• **Records to use**:
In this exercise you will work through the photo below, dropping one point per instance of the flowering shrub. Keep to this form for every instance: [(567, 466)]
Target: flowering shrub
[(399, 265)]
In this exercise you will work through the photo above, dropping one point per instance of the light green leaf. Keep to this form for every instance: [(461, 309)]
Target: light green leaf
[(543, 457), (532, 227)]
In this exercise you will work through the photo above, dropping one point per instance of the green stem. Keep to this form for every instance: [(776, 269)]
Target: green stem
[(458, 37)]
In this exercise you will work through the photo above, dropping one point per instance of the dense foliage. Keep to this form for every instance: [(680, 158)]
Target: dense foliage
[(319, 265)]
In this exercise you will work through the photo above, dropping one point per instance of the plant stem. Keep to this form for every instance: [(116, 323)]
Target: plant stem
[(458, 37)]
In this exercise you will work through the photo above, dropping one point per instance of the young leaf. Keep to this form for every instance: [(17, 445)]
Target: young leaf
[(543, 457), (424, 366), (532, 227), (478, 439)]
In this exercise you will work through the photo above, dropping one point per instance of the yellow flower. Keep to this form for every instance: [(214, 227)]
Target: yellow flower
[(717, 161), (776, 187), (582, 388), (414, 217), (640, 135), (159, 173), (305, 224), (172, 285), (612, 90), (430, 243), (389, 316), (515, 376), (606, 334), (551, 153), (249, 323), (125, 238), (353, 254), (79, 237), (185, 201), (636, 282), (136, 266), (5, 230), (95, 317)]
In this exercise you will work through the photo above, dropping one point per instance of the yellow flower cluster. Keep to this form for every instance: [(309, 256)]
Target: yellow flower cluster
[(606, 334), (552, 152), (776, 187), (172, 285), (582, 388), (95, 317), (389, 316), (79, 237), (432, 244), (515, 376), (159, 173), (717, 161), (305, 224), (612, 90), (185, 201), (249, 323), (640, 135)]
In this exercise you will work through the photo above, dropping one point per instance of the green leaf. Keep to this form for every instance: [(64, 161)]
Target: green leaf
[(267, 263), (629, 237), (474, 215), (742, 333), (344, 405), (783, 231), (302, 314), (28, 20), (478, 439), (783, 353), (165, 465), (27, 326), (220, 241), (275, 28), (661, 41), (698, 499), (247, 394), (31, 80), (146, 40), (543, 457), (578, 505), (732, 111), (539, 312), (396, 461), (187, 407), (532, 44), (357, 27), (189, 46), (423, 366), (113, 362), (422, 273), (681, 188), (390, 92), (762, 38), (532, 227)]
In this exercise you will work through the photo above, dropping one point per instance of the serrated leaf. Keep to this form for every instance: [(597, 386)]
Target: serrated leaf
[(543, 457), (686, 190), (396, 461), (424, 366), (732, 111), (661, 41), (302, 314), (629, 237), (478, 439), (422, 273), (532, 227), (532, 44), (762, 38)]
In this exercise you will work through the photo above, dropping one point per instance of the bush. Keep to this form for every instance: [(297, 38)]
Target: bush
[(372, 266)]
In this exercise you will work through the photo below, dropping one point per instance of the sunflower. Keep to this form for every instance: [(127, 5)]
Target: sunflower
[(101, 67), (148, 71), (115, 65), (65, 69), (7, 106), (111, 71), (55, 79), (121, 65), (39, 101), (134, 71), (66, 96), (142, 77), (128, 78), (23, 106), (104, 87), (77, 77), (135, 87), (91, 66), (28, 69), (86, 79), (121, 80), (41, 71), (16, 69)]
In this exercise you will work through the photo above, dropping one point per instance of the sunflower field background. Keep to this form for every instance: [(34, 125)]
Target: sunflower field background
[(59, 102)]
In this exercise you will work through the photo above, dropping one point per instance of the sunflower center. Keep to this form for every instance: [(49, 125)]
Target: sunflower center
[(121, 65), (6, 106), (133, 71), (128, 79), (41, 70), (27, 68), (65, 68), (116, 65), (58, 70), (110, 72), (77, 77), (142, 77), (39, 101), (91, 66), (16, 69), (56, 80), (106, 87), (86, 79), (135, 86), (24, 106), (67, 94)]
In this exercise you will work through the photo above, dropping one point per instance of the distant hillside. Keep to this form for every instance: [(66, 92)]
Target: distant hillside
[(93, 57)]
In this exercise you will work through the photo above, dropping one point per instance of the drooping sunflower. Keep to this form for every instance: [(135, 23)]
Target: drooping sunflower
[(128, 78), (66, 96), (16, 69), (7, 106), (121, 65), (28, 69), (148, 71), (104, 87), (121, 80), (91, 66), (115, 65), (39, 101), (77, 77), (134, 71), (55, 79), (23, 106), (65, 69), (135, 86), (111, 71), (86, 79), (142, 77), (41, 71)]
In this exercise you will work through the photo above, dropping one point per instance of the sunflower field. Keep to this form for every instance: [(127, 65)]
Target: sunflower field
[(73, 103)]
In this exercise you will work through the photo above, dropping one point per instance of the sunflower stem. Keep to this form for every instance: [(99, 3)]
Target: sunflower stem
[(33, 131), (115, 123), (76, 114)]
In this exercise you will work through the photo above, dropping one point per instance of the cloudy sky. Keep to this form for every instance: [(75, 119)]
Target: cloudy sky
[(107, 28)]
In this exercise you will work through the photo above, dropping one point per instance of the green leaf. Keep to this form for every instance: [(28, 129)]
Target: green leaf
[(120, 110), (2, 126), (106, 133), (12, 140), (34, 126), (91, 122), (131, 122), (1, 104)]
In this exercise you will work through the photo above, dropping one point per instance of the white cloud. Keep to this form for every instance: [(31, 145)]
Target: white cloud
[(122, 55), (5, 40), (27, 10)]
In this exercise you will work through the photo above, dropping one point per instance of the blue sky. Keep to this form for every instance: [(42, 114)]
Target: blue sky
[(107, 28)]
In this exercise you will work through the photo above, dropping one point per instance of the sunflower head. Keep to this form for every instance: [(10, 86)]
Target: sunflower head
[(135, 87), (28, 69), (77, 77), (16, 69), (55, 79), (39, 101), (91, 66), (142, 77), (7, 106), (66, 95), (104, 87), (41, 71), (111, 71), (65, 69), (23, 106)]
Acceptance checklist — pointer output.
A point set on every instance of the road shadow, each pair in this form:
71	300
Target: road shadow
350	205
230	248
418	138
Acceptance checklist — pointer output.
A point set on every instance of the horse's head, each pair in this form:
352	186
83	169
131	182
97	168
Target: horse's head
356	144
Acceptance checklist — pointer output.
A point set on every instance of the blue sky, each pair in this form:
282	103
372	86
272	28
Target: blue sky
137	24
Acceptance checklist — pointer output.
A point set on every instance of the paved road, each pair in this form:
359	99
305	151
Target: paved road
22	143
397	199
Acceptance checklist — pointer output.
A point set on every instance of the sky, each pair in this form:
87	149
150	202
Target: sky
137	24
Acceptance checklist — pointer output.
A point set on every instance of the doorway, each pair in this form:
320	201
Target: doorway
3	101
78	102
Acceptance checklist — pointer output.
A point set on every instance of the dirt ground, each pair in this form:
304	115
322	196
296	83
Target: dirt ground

• **Your assignment**: An exact copy of every record above is what's needed here.

• **Output for this task**:
In this exercise you will work through the photo below, dropping one point per instance of the flowering shrub. Keep to this form for every instance: [(567, 466)]
Target: flowering shrub
[(399, 265)]
In this exercise you will work through the photo above, dropping one point per instance of the light green leaf. Keep to this form for every instance: [(461, 309)]
Target: light green leaf
[(543, 457), (532, 227)]
In this exercise you will work through the photo above, dropping one point per instance of the green stem. Keep to this form for every instance: [(776, 269)]
Target: green stem
[(458, 37)]
In this exercise you will work through the photo above, dropping one point per instance of the dense foliage. Keep to this form for every instance: [(680, 158)]
Target: dense foliage
[(319, 265)]
In this exercise you will work through the photo above, dropping one point per instance of the plant stem. Keep to this form for every instance: [(116, 323)]
Target: plant stem
[(458, 37)]
In this exercise you will work through the photo above, dropping one point per instance of the young leaf. Keep to this form for every instance: [(17, 445)]
Target: young leaf
[(543, 457), (424, 366), (532, 227), (478, 439)]
In this exercise you will work through the photo above, dropping one point per instance of the yellow flower. Keep to this form for every instance: [(214, 227)]
Target: yellow flower
[(717, 161), (776, 187), (582, 388), (414, 217), (640, 135), (159, 173), (305, 224), (172, 285), (612, 90), (430, 243), (389, 316), (515, 376), (606, 334), (551, 153), (249, 323), (125, 238), (353, 254), (79, 237), (185, 201), (636, 282), (136, 266), (5, 230), (95, 317)]
In this exercise you will work through the photo above, dropping one point per instance of the yellow flower cluster. Keep to this form for every instance: [(309, 256)]
Target: yellow flower cluster
[(606, 334), (552, 152), (776, 187), (172, 285), (582, 388), (95, 317), (389, 316), (79, 237), (432, 244), (515, 376), (159, 173), (717, 161), (305, 224), (612, 90), (185, 201), (249, 323), (640, 135)]
In this exercise you will work through the photo above, dropping one point per instance of the green leaf. Keep to this form for every instance: [(64, 161)]
Target: green leaf
[(267, 263), (629, 237), (474, 215), (742, 333), (344, 405), (783, 231), (302, 314), (28, 20), (478, 439), (783, 353), (165, 465), (27, 326), (220, 241), (275, 28), (661, 41), (698, 499), (247, 394), (31, 80), (146, 40), (543, 457), (578, 505), (732, 111), (539, 312), (396, 461), (187, 407), (532, 44), (357, 27), (189, 46), (423, 366), (113, 362), (422, 273), (681, 188), (390, 92), (762, 38), (532, 227)]
In this exercise you will work through the photo above, dropping one point per instance of the serrated leaf. Keep to this form for every instance: [(597, 386)]
Target: serrated leaf
[(543, 457), (686, 190), (396, 461), (424, 366), (732, 111), (661, 41), (302, 314), (629, 237), (478, 439), (422, 273), (532, 227), (532, 44), (762, 38)]
In this exercise you will work through the photo above, dropping one point per instance of the bush. Keep to this form for every instance: [(297, 38)]
Target: bush
[(372, 266)]
In this exercise you will work through the photo below, dropping one point per instance of the sunflower. Keep to this form for every instance: [(127, 5)]
Target: sunflower
[(101, 67), (148, 71), (115, 65), (65, 69), (7, 106), (111, 71), (55, 79), (121, 65), (39, 101), (134, 71), (66, 96), (142, 77), (128, 78), (23, 106), (104, 87), (77, 77), (135, 87), (91, 66), (28, 69), (86, 79), (121, 80), (41, 71), (16, 69)]
In this exercise you will work through the photo above, dropping one point per instance of the sunflower field background. Keep to this form for every instance: [(34, 125)]
Target: sunflower field background
[(59, 102)]
In this exercise you will work through the photo above, dropping one point per instance of the sunflower center. Keep to this form for every instance: [(49, 125)]
Target: sunflower center
[(121, 65), (6, 106), (133, 71), (128, 79), (41, 70), (27, 68), (65, 68), (116, 65), (58, 70), (110, 72), (77, 77), (142, 77), (39, 101), (91, 66), (16, 69), (56, 80), (106, 87), (86, 79), (135, 86), (24, 106), (67, 94)]
In this exercise you will work through the photo above, dropping one point per instance of the distant hillside. Keep to this form for every instance: [(66, 92)]
Target: distant hillside
[(93, 57)]
In this exercise you will work through the photo above, dropping one point per instance of the drooping sunflower. Keep to this form for every instance: [(135, 23)]
Target: drooping sunflower
[(128, 78), (66, 96), (16, 69), (7, 106), (121, 65), (28, 69), (148, 71), (104, 87), (121, 80), (91, 66), (115, 65), (39, 101), (77, 77), (134, 71), (55, 79), (23, 106), (65, 69), (135, 86), (111, 71), (86, 79), (142, 77), (41, 71)]
In this exercise you will work through the photo above, dropping one point per instance of the sunflower field. Keep to this form for every instance: [(127, 65)]
Target: sunflower field
[(73, 103)]
In this exercise you will work through the photo above, dropping one point per instance of the sunflower stem. Keep to this form for every instance: [(99, 3)]
Target: sunflower stem
[(33, 131), (115, 123), (76, 114)]
In this exercise you will work through the photo above, dropping one point per instance of the cloudy sky. Keep to this form for every instance: [(75, 119)]
Target: cloudy sky
[(107, 28)]
In this exercise you will work through the photo above, dropping one point per instance of the green leaf. Keep to this form for every instance: [(28, 129)]
Target: green leaf
[(120, 110), (2, 126), (106, 133), (12, 140), (34, 126), (91, 122), (131, 122), (1, 104)]
In this exercise you will work through the photo above, dropping one point per instance of the white cloud. Keep to this form for every instance: [(31, 145)]
Target: white cloud
[(122, 55), (5, 40), (27, 10)]
In this exercise you will work through the photo above, dropping one point per instance of the blue sky. Keep to this form for every instance: [(42, 114)]
Target: blue sky
[(107, 28)]
In this exercise you will work through the photo above, dropping one point per instance of the sunflower head. Keep to this form for every instance: [(10, 86)]
Target: sunflower head
[(135, 87), (28, 69), (77, 77), (16, 69), (55, 79), (39, 101), (91, 66), (142, 77), (7, 106), (66, 95), (104, 87), (41, 71), (111, 71), (65, 69), (23, 106)]
Acceptance checklist — pointer output.
A point set on every instance of the road shadow, each pair in this form:
71	300
Target: road shadow
350	205
230	248
418	138
Acceptance checklist — pointer output.
A point set on every instance of the horse's head, each pair in this form:
352	186
83	169
131	182
97	168
Target: horse's head
356	144
Acceptance checklist — pointer output.
A point set on every instance of the blue sky, each pair in this form:
282	103
372	86
272	28
Target: blue sky
137	24
Acceptance checklist — pointer output.
A point set on every instance of the paved road, each pair in this form:
359	99
305	151
Target: paved road
22	143
397	199
Acceptance checklist — pointer output.
A point set on every instance of the sky, each pair in this form:
87	149
150	202
Target: sky
137	24
Acceptance checklist — pointer output.
A point set on every instance of the doorway, each pair in this form:
320	201
Target: doorway
3	101
78	102
Acceptance checklist — pointer output.
A point set on every instance of the dirt ground, each pair in this form:
304	115
322	196
296	83
Target: dirt ground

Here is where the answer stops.